=== What this task involves ===
Work out how many lines in the records below contain the word "door", and reply with that number alone.

=== Supplied entries ===
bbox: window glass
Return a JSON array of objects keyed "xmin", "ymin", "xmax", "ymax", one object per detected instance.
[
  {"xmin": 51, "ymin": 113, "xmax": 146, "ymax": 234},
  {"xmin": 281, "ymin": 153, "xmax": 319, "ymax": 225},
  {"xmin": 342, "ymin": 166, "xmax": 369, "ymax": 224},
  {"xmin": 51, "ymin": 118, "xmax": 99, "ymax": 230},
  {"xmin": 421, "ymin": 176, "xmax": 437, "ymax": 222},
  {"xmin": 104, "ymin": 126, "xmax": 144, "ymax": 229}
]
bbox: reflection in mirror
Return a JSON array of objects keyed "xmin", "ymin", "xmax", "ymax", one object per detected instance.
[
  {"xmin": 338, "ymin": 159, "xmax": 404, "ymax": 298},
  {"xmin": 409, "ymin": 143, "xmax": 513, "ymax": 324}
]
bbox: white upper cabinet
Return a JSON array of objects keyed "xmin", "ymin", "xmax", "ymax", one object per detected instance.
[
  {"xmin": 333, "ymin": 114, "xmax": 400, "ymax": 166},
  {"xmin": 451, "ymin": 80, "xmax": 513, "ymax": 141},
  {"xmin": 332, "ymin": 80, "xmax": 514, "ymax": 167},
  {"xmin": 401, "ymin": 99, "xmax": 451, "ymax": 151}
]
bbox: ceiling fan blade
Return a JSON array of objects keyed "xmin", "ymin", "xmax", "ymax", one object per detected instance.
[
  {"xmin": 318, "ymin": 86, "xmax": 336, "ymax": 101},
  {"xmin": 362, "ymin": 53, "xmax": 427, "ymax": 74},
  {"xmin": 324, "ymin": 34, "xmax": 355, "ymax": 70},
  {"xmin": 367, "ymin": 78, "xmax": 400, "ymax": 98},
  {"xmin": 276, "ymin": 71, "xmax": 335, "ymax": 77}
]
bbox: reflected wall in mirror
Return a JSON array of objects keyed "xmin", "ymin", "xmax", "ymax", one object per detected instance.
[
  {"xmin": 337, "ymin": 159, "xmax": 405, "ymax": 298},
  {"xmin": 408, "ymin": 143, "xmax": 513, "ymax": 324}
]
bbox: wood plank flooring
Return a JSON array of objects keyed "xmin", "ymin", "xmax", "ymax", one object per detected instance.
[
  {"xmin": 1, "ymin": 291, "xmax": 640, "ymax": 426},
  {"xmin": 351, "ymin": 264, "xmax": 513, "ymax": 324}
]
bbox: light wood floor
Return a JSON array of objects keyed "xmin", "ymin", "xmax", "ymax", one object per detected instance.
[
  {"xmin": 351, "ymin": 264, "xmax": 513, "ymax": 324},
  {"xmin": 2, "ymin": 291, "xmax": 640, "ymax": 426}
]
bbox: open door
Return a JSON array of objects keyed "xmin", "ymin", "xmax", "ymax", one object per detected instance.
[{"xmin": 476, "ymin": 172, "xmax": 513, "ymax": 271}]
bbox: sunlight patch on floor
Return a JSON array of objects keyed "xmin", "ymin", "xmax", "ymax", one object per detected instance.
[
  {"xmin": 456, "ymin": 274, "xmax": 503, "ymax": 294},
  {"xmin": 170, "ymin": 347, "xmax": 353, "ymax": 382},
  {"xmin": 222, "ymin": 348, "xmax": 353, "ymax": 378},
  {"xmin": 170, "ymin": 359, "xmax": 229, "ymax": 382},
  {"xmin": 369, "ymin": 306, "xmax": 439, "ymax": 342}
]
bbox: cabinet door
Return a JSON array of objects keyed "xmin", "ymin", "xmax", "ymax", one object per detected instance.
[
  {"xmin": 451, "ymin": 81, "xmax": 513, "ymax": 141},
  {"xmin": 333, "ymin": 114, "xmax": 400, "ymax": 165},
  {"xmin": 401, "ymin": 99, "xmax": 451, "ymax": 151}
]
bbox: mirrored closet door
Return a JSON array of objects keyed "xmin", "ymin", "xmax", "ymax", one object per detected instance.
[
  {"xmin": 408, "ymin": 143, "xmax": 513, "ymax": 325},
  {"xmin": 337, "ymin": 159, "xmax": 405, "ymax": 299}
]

=== Output of the exercise ===
3